#### [PROBLEM REQUIREMENTS]
Retype all of the records below exactly, and leave the pictures out of your copy.
>>>
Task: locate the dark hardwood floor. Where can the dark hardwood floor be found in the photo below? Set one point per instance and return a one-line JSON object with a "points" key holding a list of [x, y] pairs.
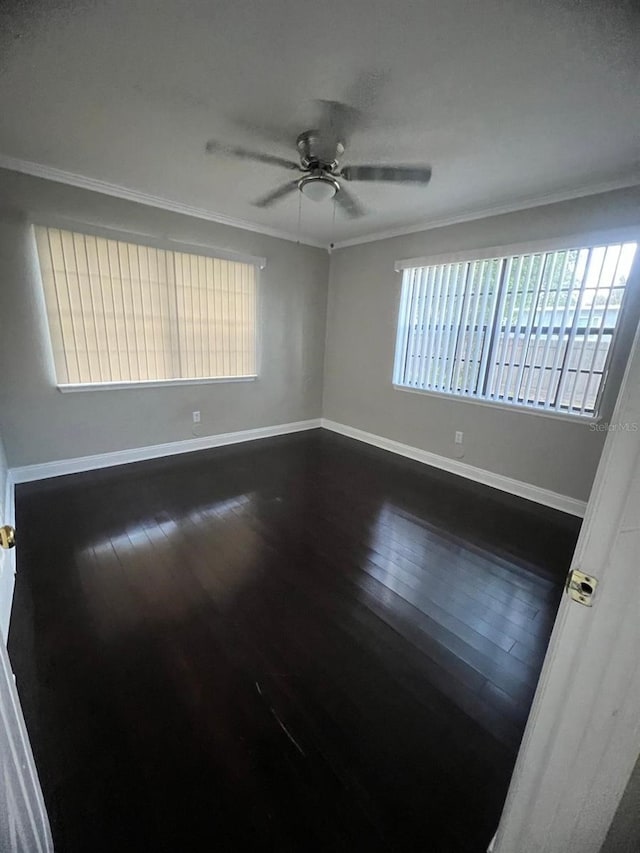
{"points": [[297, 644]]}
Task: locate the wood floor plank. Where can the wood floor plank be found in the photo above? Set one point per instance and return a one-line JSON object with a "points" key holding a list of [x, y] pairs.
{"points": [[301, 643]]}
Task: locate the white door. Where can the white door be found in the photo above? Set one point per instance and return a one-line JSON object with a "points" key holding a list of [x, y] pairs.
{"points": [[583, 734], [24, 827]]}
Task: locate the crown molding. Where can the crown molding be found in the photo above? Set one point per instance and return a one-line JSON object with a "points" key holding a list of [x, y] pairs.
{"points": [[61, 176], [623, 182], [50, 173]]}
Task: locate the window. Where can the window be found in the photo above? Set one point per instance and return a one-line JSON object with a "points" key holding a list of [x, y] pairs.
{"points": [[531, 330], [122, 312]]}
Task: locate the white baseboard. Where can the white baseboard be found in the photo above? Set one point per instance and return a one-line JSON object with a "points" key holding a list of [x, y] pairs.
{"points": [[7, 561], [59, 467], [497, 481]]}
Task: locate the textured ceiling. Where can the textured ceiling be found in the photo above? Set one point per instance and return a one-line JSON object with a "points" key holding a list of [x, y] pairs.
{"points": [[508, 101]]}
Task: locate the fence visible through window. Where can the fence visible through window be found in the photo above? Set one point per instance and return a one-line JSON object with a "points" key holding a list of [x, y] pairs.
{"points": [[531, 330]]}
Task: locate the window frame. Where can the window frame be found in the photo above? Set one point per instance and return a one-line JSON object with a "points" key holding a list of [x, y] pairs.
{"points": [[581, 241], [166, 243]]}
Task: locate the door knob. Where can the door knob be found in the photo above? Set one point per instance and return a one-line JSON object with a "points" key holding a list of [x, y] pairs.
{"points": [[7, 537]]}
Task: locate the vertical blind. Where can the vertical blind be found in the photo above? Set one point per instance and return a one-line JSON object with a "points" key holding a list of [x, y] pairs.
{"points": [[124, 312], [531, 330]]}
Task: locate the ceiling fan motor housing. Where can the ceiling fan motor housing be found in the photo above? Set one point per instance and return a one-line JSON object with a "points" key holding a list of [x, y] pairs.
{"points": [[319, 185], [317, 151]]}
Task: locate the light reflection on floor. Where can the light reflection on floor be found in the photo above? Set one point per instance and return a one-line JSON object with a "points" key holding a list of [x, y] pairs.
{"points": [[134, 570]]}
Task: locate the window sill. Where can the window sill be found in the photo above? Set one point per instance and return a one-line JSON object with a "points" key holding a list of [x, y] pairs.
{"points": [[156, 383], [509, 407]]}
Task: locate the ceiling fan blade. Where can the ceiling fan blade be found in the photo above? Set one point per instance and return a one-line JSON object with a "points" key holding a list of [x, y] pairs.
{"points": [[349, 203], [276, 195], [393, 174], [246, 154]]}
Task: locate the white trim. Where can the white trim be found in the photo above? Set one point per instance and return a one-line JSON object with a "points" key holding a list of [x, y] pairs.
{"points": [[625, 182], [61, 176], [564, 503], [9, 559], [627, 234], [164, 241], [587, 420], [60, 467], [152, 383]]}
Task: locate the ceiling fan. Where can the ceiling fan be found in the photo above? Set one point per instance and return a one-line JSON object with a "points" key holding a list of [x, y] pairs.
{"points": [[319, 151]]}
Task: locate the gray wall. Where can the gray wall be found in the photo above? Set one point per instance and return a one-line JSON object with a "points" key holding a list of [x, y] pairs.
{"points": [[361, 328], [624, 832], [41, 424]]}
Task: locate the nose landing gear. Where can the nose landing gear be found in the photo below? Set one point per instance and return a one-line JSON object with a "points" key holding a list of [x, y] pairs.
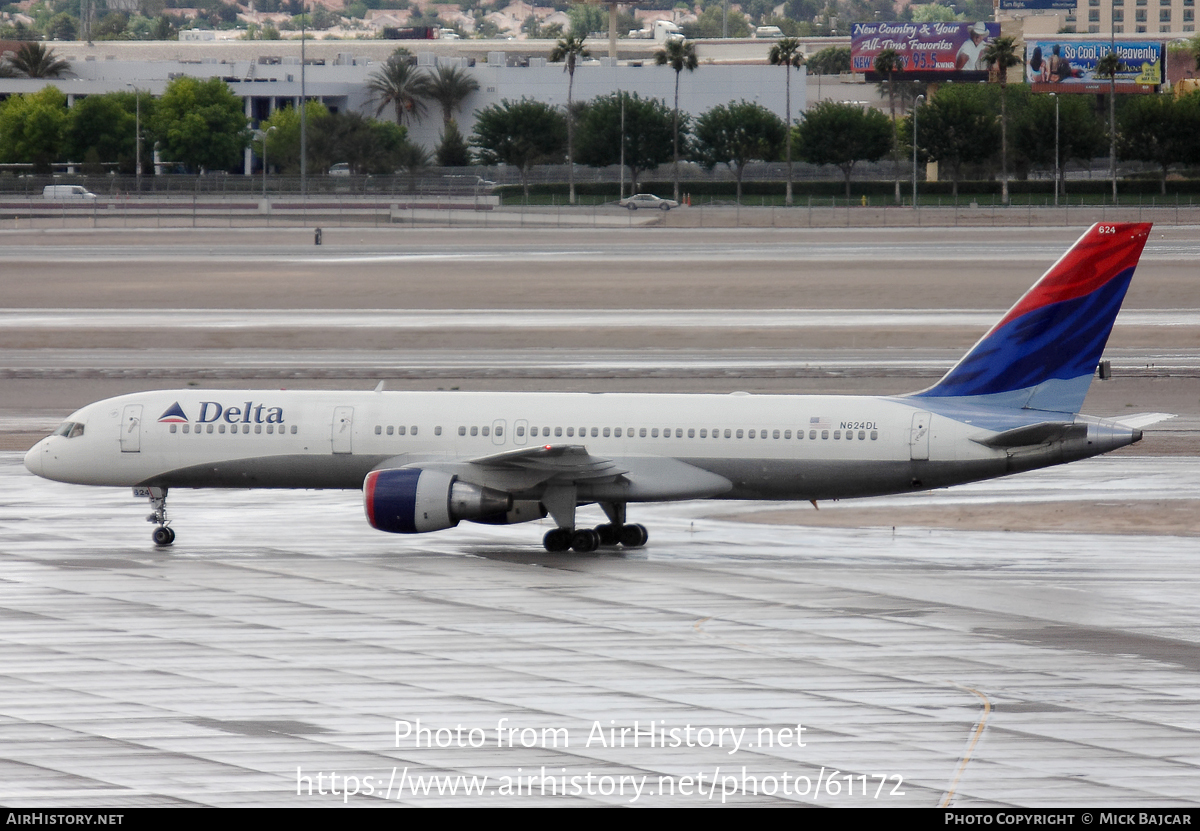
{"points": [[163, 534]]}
<<<
#### [EXERCISE OUTPUT]
Task: locate the dark hardwood floor. Where can the dark hardwood floor be found in the photo below? Set one point per instance and return a one-line JSON object with a "points" key holding a list of [x, y] pairs.
{"points": [[297, 644]]}
Task: locate the wood floor plank. Where can the wood floor plank be found in the photo above? Set one point per instance and return a one-line JSON object with a "points" key holding a list of [x, y] pairs.
{"points": [[301, 643]]}
Task: locate the white door. Where can the white door be found in the photo above? Set one point per instance and return a one-line JSON object with a "points" key holding a list of [x, y] pairs.
{"points": [[583, 734], [24, 827]]}
Task: locate the crown molding. Where can the crown molding be found in the photo above? Set one point per instance and return a one-line JSON object with a "points" key holding a list of [x, y] pairs.
{"points": [[61, 176], [623, 182], [50, 173]]}
Task: locate the window. Where can the window be found in the photo above? Set one point per instance and return a one-line JSON object with a "points" key holding a list of [x, y] pairs.
{"points": [[531, 330], [122, 312]]}
Task: locate the white baseboard. Where can the white baseboard be found in the photo above? Set one point per instance and return a one-line JSON object with a "points" key holding a list of [x, y] pairs.
{"points": [[7, 561], [59, 467], [497, 481]]}
Task: locate the textured ceiling. Where can the textured ceiling be found in the photo above? Set one point per instance and return a one-line JSON object with a "points" key holding a list of [x, y] pairs.
{"points": [[508, 101]]}
Task: locate the fence visible through window. Where can the fence visible through window be found in the photo above? Set one point per instance and return a one-line JSON object with a "points" key holding a list of [x, y] pairs.
{"points": [[531, 330]]}
Task: locate the window frame. Where can the window frame be found in the photo above? Set one point per instance and return a one-line JSON object with a "points" key holding a list of [x, y] pairs.
{"points": [[581, 241], [166, 243]]}
Task: locate the door knob. Where can the door knob be found in the photo above? Set one point per instance and return a one-line JSON object with a "points" key holding a list of [x, y] pairs.
{"points": [[7, 537]]}
Task: locate the vertical blind. Where can the vertical blind be found in the photo above? Set one point per instance and return a one-line JSON object with a "points" key holding a list of [x, y] pairs.
{"points": [[124, 312], [531, 330]]}
Task: locate the ceiling fan motor housing. Where can the ceiling fan motor housing be found in the photo above? Set one point per instance and return a one-line JSON object with a "points" key holding a list of [x, y] pairs.
{"points": [[319, 185], [317, 151]]}
Task: locate the light reflection on floor. Where can the light reflection on floor be found in the photo above? Set one point per instance and return a one-line JSON object with a "points" key holding a list of [x, y] pairs.
{"points": [[134, 570]]}
Task: locate the window sill. Where can the window sill be found in the photo above? Set one point per instance and return a one-line JSON object with a "points" key holding a list of [x, y] pairs.
{"points": [[156, 383], [509, 407]]}
Task: locate the ceiling fan blade. Where can the ceiling fan blade be found in the photo above? Set one point per instance and return a one-line JSON object with a "points" key holding a list of [x, y] pairs.
{"points": [[349, 203], [276, 195], [393, 174], [246, 154]]}
Task: locate the white trim. Where can the white trim be found in the photo above? Set one point per instance and return a one-line JSON object with a "points" key holding a list of [x, y] pairs.
{"points": [[625, 182], [61, 176], [564, 503], [9, 559], [627, 234], [164, 241], [587, 420], [60, 467], [152, 383]]}
Task: locate the ceiling fan. Where can the ceiling fan be found in the photo above? Set one point per instance and return a one-line JSON object with a "points" key holding a list of [x, y] pairs.
{"points": [[319, 151]]}
Task: locate the gray wall. Where can the gray wall be found in the photo above? Set one point per instance and return a one-line JSON object with a "points" key holding a list of [x, y] pairs.
{"points": [[361, 328], [624, 832], [41, 424]]}
Task: locate the nose landing gear. Where can the nose landing gear be found in the photo below? Set one point per instance and return a one-line JSON object with a "points" key holding a list of [x, y] pairs.
{"points": [[163, 534]]}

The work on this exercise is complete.